TASKS TO COMPLETE:
(a) In the flamingo passage, where did the researchers study live flamingos?
(b) Transcribe part of the flamingo passage, beginning at the words "Flamingos are striking" and stopping after the words "better prosthetic legs.".

=== TEXT BLOCK ===

Flamingos are striking not only for their brilliant pink plumes, but for how they often stand on a single slender leg, even when asleep.
Now scientists find that standing on one leg may counter-intuitively require less effort for flamingos than standing on two. It’s a finding that could help lead to more stable legged robots and better prosthetic legs.
The One-Legged Problem
One prior explanation for the mystery of why flamingos stand on one leg is that it conserved body heat, as doing so places one less leg in the cool water where they feed. Another possibility that scientists raised over the years was that such a stance reduced muscle fatigue, but until now, researchers had not directly explored how much muscle activity the birds needed to balance on one leg.
Neuromechanist Lena Ting at Emory University and her team previously examined how people standing on one leg kept their balance, which led comparative neuromechanist Young-Hui Chang at the Georgia Institute of Technology to suggest investigating flamingos. Chang’s prior work in zoos helped them conduct research on the birds at Zoo Atlanta.
To help the scientists better understand flamingo anatomy, “we were very fortunate to get two frozen flamingo cadavers donated to us by another zoo,” Chang said. However, when driving the birds back to the lab, Chang recalled that he “had not anticipated how long their legs would be. My cooler was not big enough! I spent the whole drive back to Atlanta nervous about them thawing out. But I worried for nothing. The insulation from the feathers is amazing — if anything, I had trouble thawing them out for our study and had to use heat lamps for several hours to get them thawed out.”
As the scientists dissected the cadavers, Chang recalled picking up a bird by its leg below the knee and finding the body kept “surprisingly stable. Even across wide angles of tilt — up to 75 degrees pitching the body backward — the knee and hip did not seem to budge.”
The flamingo cadavers showed that the birds could passively support their body weight on one leg without any muscle activity.
“That was the ‘Aha!’ moment when we knew we were on to something special,” Chang said. “If a dead flamingo could do it, then it is probably available for live birds to do.”

=== SUPPLIED DATA ===

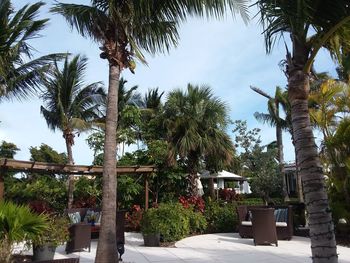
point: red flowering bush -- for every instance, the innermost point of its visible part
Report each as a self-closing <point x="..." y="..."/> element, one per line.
<point x="134" y="217"/>
<point x="40" y="207"/>
<point x="196" y="201"/>
<point x="88" y="201"/>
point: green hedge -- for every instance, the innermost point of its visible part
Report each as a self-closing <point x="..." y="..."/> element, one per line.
<point x="173" y="221"/>
<point x="221" y="217"/>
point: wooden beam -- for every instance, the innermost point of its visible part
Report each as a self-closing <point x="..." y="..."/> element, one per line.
<point x="52" y="168"/>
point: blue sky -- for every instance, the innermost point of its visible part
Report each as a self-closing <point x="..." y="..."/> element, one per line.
<point x="227" y="55"/>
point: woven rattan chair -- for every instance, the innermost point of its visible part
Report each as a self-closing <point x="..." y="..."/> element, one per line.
<point x="264" y="226"/>
<point x="79" y="237"/>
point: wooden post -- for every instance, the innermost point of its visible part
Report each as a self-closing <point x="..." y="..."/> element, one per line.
<point x="146" y="192"/>
<point x="2" y="186"/>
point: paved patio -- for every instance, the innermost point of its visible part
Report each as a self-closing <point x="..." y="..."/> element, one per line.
<point x="223" y="247"/>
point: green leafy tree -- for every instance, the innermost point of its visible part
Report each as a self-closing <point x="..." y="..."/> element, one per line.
<point x="20" y="74"/>
<point x="273" y="119"/>
<point x="8" y="149"/>
<point x="129" y="117"/>
<point x="45" y="153"/>
<point x="311" y="25"/>
<point x="196" y="123"/>
<point x="70" y="105"/>
<point x="257" y="162"/>
<point x="18" y="224"/>
<point x="151" y="128"/>
<point x="124" y="29"/>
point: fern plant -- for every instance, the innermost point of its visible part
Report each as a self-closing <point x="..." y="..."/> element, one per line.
<point x="17" y="224"/>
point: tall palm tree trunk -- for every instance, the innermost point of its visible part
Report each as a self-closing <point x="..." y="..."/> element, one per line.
<point x="69" y="138"/>
<point x="323" y="245"/>
<point x="280" y="155"/>
<point x="106" y="248"/>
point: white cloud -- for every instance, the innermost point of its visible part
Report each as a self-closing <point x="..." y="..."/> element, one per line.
<point x="227" y="55"/>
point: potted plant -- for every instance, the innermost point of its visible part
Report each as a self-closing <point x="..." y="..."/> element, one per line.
<point x="44" y="246"/>
<point x="17" y="224"/>
<point x="150" y="227"/>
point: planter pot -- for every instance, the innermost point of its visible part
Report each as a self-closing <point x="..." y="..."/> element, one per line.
<point x="45" y="252"/>
<point x="151" y="240"/>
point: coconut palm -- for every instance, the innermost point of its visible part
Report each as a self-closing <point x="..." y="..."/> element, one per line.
<point x="124" y="29"/>
<point x="70" y="105"/>
<point x="20" y="74"/>
<point x="196" y="123"/>
<point x="311" y="25"/>
<point x="273" y="118"/>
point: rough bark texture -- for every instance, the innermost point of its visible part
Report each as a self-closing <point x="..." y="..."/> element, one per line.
<point x="281" y="159"/>
<point x="211" y="188"/>
<point x="69" y="138"/>
<point x="2" y="186"/>
<point x="107" y="245"/>
<point x="323" y="245"/>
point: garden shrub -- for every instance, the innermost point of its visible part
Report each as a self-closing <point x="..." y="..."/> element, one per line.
<point x="45" y="189"/>
<point x="134" y="217"/>
<point x="174" y="223"/>
<point x="198" y="223"/>
<point x="221" y="217"/>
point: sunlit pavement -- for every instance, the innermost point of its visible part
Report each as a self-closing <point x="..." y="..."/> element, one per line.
<point x="223" y="247"/>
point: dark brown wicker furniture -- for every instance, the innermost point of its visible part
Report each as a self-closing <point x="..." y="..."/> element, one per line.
<point x="284" y="229"/>
<point x="79" y="237"/>
<point x="263" y="226"/>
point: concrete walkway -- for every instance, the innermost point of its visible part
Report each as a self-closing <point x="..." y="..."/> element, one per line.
<point x="223" y="247"/>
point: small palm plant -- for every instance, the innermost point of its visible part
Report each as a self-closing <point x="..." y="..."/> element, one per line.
<point x="17" y="224"/>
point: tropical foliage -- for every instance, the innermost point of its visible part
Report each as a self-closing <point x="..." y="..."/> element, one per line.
<point x="311" y="26"/>
<point x="123" y="29"/>
<point x="196" y="123"/>
<point x="70" y="105"/>
<point x="20" y="74"/>
<point x="17" y="224"/>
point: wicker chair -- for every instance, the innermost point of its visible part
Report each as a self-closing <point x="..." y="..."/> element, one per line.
<point x="284" y="230"/>
<point x="79" y="237"/>
<point x="264" y="226"/>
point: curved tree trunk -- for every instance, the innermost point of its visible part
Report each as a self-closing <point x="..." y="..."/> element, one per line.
<point x="323" y="245"/>
<point x="280" y="155"/>
<point x="69" y="138"/>
<point x="107" y="245"/>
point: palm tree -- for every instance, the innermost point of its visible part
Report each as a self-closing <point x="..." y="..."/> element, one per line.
<point x="71" y="105"/>
<point x="196" y="123"/>
<point x="274" y="119"/>
<point x="123" y="29"/>
<point x="20" y="74"/>
<point x="311" y="25"/>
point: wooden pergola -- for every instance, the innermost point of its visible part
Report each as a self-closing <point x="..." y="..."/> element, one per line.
<point x="11" y="165"/>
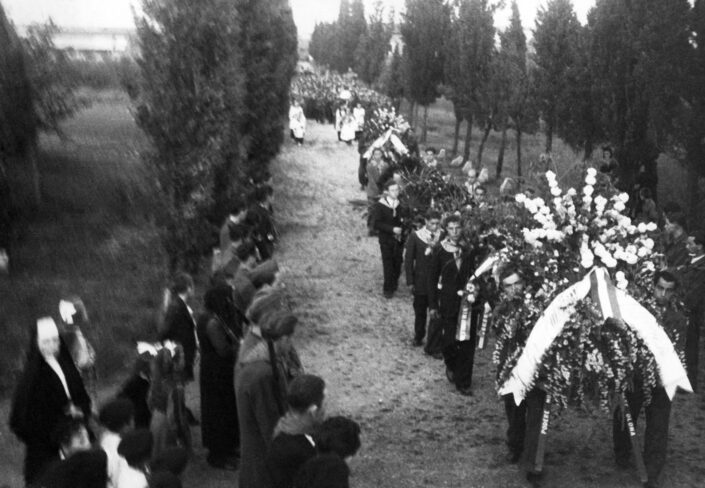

===

SOLUTION SET:
(a) At Zoo Atlanta.

(b)
Flamingos are striking not only for their brilliant pink plumes, but for how they often stand on a single slender leg, even when asleep.
Now scientists find that standing on one leg may counter-intuitively require less effort for flamingos than standing on two. It’s a finding that could help lead to more stable legged robots and better prosthetic legs.